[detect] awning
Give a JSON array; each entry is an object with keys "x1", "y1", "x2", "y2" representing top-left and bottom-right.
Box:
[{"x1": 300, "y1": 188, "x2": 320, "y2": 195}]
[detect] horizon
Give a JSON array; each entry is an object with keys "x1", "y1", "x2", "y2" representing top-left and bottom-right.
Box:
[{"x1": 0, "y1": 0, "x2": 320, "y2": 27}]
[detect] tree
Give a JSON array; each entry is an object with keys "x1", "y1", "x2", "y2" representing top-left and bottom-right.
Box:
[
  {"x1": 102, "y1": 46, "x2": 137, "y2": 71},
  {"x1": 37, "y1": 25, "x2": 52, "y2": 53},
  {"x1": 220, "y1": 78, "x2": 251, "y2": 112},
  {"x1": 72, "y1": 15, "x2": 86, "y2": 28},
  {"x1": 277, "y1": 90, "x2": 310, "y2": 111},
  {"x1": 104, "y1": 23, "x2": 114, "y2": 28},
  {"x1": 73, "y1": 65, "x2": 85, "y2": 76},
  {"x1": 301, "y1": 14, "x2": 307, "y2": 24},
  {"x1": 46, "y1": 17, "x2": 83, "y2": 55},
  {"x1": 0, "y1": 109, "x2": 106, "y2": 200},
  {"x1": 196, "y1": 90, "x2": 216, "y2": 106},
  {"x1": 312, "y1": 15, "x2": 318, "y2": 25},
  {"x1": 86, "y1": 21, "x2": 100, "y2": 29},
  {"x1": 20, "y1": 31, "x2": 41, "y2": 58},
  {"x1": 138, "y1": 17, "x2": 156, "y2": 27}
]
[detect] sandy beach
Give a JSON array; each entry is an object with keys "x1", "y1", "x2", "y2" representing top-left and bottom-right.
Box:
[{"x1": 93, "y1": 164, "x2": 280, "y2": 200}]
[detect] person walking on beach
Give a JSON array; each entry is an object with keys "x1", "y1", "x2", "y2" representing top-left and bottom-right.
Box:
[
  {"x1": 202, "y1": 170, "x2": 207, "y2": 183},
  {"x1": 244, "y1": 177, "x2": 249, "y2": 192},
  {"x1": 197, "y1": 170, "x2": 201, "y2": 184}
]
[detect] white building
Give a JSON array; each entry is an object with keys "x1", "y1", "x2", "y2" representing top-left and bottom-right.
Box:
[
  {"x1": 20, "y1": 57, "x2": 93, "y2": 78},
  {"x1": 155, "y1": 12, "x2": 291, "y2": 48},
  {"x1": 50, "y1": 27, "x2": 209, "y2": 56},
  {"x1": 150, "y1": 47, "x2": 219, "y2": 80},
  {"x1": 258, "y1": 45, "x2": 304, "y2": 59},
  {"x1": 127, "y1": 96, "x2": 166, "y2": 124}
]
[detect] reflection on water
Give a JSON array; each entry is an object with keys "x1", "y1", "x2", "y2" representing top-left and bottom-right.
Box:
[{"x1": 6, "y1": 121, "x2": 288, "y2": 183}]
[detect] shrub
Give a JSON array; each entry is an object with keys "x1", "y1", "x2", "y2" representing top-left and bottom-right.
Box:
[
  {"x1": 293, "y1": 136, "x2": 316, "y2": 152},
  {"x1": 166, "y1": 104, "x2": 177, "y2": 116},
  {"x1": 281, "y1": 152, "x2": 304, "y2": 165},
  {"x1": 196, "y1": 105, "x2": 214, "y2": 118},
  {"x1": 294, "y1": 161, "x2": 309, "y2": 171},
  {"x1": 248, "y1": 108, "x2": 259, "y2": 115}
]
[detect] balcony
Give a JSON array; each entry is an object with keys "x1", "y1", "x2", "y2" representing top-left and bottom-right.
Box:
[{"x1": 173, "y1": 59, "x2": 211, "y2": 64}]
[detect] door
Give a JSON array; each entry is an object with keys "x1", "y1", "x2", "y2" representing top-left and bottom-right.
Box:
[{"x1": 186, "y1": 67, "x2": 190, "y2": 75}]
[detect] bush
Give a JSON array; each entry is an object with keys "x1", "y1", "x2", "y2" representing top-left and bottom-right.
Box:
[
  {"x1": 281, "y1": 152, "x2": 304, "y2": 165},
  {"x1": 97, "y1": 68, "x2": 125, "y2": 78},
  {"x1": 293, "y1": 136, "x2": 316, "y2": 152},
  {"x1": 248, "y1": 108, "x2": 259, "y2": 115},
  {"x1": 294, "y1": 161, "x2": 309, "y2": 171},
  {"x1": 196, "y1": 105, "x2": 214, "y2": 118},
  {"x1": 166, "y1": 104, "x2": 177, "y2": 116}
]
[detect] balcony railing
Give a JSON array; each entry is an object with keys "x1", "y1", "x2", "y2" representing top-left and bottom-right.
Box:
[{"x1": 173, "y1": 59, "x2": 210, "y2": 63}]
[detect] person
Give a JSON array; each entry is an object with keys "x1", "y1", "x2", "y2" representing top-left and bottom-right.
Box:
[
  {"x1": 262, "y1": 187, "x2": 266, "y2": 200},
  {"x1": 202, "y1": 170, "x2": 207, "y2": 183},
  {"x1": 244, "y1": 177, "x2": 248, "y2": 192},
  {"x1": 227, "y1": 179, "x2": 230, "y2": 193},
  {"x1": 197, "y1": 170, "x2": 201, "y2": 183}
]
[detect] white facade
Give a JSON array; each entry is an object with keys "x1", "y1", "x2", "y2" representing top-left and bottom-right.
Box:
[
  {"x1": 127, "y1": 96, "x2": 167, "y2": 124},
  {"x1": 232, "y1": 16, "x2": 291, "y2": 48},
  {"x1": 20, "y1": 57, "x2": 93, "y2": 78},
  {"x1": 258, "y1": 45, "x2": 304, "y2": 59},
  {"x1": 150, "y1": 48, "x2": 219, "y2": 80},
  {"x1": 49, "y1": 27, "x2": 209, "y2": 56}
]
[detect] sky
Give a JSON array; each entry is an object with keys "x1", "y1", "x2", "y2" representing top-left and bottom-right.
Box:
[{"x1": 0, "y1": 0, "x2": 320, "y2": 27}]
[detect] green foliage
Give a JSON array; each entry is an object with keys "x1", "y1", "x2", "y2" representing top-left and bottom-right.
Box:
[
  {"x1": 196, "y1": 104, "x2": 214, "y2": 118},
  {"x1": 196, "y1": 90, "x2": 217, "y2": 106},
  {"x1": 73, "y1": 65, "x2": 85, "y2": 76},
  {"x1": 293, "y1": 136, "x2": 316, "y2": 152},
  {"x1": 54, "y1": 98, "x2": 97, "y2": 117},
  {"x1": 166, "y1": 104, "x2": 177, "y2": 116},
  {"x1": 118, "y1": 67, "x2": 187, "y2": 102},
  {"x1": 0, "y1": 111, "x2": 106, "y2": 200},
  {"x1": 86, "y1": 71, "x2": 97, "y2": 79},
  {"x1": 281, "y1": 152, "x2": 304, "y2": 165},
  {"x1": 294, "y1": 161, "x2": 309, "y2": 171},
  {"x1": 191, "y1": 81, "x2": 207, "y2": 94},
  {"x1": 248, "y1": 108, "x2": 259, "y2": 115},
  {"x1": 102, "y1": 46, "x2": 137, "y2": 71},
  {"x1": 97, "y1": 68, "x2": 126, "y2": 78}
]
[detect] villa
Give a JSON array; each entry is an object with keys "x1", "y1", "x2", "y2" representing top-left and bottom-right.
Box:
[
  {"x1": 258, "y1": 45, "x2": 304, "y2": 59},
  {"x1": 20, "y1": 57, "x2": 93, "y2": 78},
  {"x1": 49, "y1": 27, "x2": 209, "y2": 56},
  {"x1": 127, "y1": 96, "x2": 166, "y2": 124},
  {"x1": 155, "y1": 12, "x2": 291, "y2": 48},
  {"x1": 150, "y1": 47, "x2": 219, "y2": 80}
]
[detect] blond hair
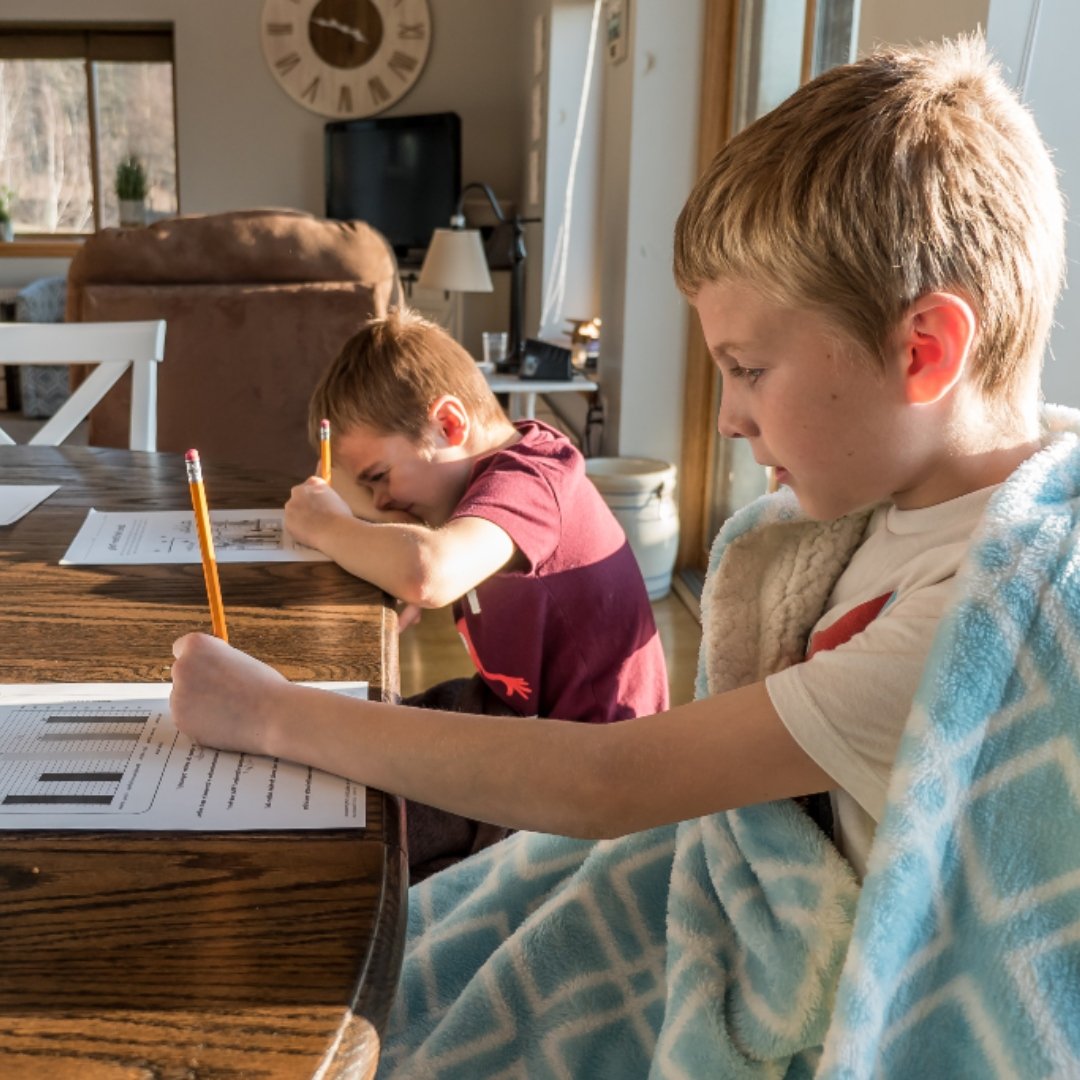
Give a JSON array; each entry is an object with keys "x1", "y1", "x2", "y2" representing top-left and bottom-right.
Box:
______________________________
**Given problem**. Pull out every line of the material that contains the word "white", matching case exactly.

**Answer to this exercise**.
[detect] white building
[detect] white facade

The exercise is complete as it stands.